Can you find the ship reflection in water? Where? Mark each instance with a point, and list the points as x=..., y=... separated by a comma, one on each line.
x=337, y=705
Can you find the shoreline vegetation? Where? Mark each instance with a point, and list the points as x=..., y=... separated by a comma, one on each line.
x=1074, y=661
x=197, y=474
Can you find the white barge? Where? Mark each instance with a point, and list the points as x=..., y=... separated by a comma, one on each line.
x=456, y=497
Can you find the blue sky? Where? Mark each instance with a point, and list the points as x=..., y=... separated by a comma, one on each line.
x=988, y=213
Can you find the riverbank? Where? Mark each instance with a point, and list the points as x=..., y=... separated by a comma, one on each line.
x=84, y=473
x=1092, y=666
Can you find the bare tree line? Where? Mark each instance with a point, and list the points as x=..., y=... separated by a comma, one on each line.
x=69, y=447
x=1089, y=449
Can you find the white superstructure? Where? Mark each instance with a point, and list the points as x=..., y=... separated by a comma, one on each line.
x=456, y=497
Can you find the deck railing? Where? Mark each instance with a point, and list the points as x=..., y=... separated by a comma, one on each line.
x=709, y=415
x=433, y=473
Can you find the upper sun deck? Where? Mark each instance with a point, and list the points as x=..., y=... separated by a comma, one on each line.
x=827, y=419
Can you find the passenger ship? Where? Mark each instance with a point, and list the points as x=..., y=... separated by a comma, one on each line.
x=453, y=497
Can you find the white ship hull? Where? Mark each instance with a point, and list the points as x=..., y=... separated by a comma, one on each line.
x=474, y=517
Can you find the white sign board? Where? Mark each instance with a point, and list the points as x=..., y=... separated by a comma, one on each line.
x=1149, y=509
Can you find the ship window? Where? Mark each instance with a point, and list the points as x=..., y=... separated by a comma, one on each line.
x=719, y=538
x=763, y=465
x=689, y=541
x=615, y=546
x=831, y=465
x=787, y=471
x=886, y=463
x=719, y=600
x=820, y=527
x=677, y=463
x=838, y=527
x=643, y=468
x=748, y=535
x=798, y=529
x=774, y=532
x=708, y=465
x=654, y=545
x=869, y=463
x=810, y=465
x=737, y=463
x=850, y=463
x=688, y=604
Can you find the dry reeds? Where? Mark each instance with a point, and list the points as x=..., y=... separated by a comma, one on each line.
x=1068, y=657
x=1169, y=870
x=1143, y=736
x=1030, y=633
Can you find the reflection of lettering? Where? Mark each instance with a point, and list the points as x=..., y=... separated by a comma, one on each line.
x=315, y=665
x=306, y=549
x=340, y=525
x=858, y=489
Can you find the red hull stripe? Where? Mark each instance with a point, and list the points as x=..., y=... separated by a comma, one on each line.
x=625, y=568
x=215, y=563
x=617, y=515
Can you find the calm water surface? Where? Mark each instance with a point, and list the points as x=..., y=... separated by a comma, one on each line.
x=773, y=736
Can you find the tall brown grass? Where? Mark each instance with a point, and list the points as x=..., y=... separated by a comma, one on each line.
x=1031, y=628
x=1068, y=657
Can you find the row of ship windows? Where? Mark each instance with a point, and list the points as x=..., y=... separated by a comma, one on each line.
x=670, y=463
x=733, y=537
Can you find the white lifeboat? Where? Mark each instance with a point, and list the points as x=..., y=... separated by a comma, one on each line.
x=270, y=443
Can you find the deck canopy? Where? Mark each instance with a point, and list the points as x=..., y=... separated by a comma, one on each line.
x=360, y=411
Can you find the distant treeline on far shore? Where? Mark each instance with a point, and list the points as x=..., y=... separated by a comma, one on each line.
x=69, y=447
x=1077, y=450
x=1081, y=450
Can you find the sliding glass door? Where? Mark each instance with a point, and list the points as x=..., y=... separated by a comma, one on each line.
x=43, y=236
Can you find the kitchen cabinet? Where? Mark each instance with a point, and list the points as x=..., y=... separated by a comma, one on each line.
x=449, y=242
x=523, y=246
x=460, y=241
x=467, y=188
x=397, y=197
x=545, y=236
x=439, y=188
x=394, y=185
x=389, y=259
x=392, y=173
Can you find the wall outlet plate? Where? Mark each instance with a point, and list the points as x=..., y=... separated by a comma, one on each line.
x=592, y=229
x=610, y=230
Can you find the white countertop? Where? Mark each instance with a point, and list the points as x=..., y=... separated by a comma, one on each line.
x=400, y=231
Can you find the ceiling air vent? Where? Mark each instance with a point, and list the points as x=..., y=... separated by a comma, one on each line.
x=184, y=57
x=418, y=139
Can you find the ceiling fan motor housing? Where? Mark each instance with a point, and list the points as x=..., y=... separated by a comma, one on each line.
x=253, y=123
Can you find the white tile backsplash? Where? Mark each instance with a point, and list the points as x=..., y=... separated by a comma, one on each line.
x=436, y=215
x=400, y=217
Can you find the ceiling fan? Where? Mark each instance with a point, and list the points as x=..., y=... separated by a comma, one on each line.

• Your objective
Reproduce the entire listing above word for word, keeping every line in its original order.

• The completed task
Can you find the ship reflection in water? Where? Mark each instance with a point, and list the points as x=..., y=... separated by a comma, one on each line.
x=337, y=705
Can you find the shoreline vegetation? Where? Mark each instance with a point, and list the points as x=..., y=... separated by a comma, one on each line.
x=1074, y=661
x=197, y=474
Can you find the white barge? Where? Mark each instance with a point, and list the points as x=..., y=... separated by a comma, one on each line.
x=456, y=497
Can you find the blue sky? Where? Mark each instance with a point, and list the points as x=..., y=... separated by a comma, one on each line.
x=988, y=213
Can you find the riverbank? Where? Mark each instance with a point, and list the points as x=..., y=... separated by a comma, one on each line.
x=84, y=473
x=1092, y=666
Can you find the bare tree line? Where? Mark each instance with a point, and list the points as x=..., y=... separated by a comma, one on each line.
x=69, y=447
x=1089, y=449
Can you find the white superstructure? Where? Mark each instance with a point, and list the points as x=..., y=... separated by a comma, one on each line.
x=456, y=497
Can you find the deck railing? Where? Mark each instance with a point, and list the points as x=..., y=... separated by a comma, one on each line.
x=709, y=415
x=433, y=473
Can you find the upper sun deck? Where? Mark each instance with a point, and list the points as x=..., y=... separated by a comma, one on each line.
x=827, y=419
Can you find the passenger ship? Where? Mark each instance with a point, and list the points as x=..., y=... separated by a comma, one on each line.
x=453, y=497
Can you find the white ship hull? Where? Mark each instance with a point, and list the points as x=..., y=... separated by a comma, one on each line.
x=474, y=517
Can you find the white sign board? Where? Mark each instance with a point, and list the points as x=..., y=... separated by a comma, one on each line.
x=1149, y=509
Can you find the ship window? Where? Mark each instance with a point, and list the points as x=..., y=... separated by a comma, one on each line.
x=719, y=538
x=763, y=465
x=689, y=541
x=615, y=546
x=831, y=465
x=787, y=471
x=886, y=463
x=719, y=600
x=820, y=527
x=677, y=463
x=838, y=527
x=643, y=468
x=748, y=535
x=798, y=529
x=774, y=532
x=708, y=465
x=654, y=545
x=869, y=463
x=810, y=465
x=737, y=463
x=850, y=463
x=688, y=604
Can you find the dry reeds? Where? Mark each instance with a point, and list the points as x=..., y=... separated by a comma, one on each line.
x=1068, y=657
x=1169, y=870
x=1143, y=736
x=1030, y=633
Can you find the reflection of lettering? Where? Mark each instance with a point, and list the points as x=..., y=... separated by a comma, one on each line.
x=315, y=665
x=306, y=549
x=340, y=525
x=858, y=489
Can you find the red hull stripe? Where? Mark each instance with a point, and list the points as x=..., y=... separated by a comma, one on each line.
x=625, y=568
x=215, y=563
x=617, y=515
Can you find the calm water surface? Where? Mark each instance with a point, and list the points as x=..., y=... separated by a comma, one on each line.
x=773, y=736
Can you find the tall brown grass? Where? Mark each instance with a point, and list the points as x=..., y=... separated by a comma, one on each line.
x=1031, y=628
x=1068, y=657
Can you find the row of ship windows? Where? Mark each instance with a point, and list the points as x=..., y=... separated by a comma, one on each line.
x=670, y=463
x=733, y=537
Can you find the white lifeboat? Where? Mark each instance with a point, and list the points as x=..., y=... separated by a comma, one on each line.
x=270, y=443
Can you find the deck canopy? Where? Mark each instance with a point, and list the points as x=..., y=... separated by a comma, one on each line.
x=360, y=411
Can you find the distant treeline on far shore? Where? Mark each instance with a point, and list the points as x=..., y=... separated by a comma, one on each line.
x=69, y=447
x=1077, y=450
x=1081, y=450
Can you find the sliding glass door? Where? Mark each instance with a point, and list the points as x=..., y=... separated by a comma, one on each line.
x=43, y=236
Can you find the kitchen cabinet? Where? Mark each instance with a point, and list the points as x=..., y=... separated by a comma, one on each line.
x=449, y=242
x=523, y=246
x=460, y=241
x=467, y=188
x=397, y=197
x=545, y=236
x=439, y=188
x=394, y=185
x=389, y=259
x=392, y=173
Can you find the wall outlet plate? Where? Mark each instance with a point, and list the points as x=..., y=... separated by a comma, one on each line.
x=592, y=229
x=610, y=230
Can you find the white countertop? Where? Mark each instance with a point, and list the points as x=..., y=... separated by a comma, one on each line.
x=400, y=231
Can you find the ceiling air vent? Where? Mark each instance with a point, and list the points as x=..., y=... separated by a comma, one on each line.
x=184, y=57
x=418, y=139
Can you find the ceiling fan motor housing? Where? Mark each instance with a point, and list the points as x=..., y=... separated by a comma, one on each line.
x=253, y=123
Can you find the white tile backsplash? Where? Mark each instance with a point, and list the points as x=..., y=... separated by a comma, one on each line.
x=436, y=215
x=400, y=217
Can you find the ceiling fan? Where? Mark each instance with a point, and list the points as x=..., y=... separated by a comma, one on each line.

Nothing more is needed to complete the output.